Location identification entries
================

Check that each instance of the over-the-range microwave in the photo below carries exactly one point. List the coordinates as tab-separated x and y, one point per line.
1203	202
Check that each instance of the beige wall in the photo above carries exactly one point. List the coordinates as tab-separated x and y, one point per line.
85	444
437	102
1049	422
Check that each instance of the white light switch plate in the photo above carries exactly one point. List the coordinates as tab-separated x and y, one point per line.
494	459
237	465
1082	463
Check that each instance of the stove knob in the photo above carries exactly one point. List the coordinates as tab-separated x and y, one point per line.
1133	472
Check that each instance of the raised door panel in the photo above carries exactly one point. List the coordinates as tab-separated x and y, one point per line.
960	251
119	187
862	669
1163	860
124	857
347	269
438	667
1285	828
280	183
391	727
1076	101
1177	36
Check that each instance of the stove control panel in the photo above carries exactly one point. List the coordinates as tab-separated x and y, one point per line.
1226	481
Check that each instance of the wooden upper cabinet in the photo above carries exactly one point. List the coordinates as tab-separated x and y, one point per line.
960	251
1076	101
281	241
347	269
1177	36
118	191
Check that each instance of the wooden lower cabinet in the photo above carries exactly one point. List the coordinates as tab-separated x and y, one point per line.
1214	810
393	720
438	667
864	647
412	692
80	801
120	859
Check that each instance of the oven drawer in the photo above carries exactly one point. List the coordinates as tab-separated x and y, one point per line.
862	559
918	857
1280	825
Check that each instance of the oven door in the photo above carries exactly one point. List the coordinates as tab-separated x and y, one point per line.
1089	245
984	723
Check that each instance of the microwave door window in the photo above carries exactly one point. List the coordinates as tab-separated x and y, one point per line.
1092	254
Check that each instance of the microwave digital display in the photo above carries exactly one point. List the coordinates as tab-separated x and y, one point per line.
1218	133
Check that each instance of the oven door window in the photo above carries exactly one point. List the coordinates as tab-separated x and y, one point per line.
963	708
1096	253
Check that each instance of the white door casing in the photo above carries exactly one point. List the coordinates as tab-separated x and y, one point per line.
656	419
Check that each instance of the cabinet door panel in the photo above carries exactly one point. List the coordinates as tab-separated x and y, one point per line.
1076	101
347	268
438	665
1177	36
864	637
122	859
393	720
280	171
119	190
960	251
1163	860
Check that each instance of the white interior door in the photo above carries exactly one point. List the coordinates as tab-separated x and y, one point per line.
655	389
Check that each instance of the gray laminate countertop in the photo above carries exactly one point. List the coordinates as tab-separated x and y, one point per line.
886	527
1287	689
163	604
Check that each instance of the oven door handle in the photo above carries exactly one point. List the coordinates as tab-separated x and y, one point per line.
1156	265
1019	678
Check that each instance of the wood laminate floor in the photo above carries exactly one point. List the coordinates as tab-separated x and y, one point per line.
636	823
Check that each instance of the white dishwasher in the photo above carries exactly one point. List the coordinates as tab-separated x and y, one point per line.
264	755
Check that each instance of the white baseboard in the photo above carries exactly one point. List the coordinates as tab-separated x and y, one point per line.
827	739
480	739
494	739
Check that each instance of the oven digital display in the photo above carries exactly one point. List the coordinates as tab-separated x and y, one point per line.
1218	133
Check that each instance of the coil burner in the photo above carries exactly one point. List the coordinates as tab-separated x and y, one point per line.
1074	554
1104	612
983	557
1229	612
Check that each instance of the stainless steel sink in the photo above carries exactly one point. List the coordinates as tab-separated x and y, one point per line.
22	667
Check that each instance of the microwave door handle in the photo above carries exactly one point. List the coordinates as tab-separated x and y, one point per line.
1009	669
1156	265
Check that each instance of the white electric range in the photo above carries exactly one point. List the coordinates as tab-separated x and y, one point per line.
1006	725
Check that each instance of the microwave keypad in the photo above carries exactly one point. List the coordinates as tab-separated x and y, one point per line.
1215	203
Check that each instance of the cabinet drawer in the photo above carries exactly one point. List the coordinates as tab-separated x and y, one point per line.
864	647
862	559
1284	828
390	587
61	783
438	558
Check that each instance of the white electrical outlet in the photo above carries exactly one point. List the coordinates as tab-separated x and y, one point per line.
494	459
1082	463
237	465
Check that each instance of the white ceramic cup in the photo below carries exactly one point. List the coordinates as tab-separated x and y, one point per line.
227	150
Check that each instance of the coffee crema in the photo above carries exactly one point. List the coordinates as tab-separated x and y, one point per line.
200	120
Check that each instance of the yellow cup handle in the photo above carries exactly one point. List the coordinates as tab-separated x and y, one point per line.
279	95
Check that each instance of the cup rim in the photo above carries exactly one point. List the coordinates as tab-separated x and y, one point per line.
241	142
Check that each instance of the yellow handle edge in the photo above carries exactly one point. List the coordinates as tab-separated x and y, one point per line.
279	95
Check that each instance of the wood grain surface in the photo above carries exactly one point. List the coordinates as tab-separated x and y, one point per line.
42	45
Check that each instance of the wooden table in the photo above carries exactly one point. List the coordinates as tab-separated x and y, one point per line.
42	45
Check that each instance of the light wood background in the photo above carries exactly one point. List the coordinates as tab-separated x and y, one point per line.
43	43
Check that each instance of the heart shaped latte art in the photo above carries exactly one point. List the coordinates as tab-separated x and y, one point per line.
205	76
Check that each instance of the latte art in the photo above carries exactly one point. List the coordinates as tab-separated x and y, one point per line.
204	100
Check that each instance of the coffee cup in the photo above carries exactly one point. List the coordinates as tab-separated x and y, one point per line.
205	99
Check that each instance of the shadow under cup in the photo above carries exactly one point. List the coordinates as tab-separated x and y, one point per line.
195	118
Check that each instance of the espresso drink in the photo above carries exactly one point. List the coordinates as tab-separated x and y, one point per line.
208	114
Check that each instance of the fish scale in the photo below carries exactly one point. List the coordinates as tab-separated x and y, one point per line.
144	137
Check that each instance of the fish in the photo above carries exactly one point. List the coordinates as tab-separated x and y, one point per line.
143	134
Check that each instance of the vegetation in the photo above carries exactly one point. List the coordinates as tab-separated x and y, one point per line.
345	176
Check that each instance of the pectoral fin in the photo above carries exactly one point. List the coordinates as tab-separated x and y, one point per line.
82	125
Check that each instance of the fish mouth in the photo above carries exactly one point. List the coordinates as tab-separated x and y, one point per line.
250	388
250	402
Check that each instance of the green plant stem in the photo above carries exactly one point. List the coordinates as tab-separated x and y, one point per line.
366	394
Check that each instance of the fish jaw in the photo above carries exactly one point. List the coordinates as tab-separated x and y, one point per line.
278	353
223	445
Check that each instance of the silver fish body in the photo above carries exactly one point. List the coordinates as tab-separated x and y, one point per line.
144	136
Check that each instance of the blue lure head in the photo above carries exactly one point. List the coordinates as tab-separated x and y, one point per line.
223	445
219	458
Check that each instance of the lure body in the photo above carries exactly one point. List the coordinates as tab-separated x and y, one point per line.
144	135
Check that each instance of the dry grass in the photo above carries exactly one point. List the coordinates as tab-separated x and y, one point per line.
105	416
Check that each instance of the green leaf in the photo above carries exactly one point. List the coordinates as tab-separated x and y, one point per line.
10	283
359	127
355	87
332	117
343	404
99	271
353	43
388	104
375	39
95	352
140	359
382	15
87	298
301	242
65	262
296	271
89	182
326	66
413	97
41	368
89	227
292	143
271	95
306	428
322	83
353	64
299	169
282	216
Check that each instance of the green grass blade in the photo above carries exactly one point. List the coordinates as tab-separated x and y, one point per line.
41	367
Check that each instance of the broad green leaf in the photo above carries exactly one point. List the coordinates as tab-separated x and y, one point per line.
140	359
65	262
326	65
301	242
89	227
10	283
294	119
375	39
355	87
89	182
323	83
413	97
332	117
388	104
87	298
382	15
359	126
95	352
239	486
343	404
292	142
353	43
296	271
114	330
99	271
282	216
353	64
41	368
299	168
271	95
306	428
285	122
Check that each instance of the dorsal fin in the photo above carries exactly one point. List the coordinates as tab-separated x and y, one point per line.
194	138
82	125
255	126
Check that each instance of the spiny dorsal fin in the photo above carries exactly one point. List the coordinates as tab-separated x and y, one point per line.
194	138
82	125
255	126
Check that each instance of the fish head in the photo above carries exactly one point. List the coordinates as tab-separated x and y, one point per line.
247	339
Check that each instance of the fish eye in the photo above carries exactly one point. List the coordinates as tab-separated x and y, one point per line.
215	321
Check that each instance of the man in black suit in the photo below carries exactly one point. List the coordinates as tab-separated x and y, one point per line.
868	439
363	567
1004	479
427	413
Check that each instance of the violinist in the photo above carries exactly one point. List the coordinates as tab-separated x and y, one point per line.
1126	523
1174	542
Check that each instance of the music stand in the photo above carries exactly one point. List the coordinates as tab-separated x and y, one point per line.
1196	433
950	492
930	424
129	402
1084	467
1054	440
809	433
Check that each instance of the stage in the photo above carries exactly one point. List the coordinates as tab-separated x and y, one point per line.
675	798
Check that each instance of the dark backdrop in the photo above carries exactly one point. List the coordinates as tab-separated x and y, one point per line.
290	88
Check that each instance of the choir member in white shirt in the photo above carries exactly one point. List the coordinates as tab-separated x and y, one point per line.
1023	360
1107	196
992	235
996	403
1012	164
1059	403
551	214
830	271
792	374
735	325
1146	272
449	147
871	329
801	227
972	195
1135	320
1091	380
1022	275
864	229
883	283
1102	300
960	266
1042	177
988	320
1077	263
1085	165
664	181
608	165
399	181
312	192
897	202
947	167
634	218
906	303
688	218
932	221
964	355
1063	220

================

*REQUEST*
Exactly and exclusively, repeat the lines from the line that contains "Check that each instance of the stage" through the end of the records, both ends included.

*RIGHT ANSWER*
Check that each instance of the stage in the photo above carries exactly one point. List the coordinates as tab-separated x and y, one point per line.
675	798
Check that each instance of the dark backdrop in the photo above carries exactly one point. List the coordinates as tab-separated x and y, one point per line.
290	88
Check that each instance of the choir member in white shirt in the photo above carries exactly one point. List the coordinates as tab-separated x and y, one point per line.
1023	360
1107	196
992	235
996	403
1012	164
1059	403
551	214
830	271
792	374
735	325
1146	272
449	147
871	329
801	227
972	195
1135	320
1091	380
1022	275
864	229
883	283
1102	300
960	266
1042	177
988	320
1077	263
1085	165
664	181
608	165
399	181
312	192
897	202
947	167
634	218
906	303
688	218
932	221
964	355
1063	220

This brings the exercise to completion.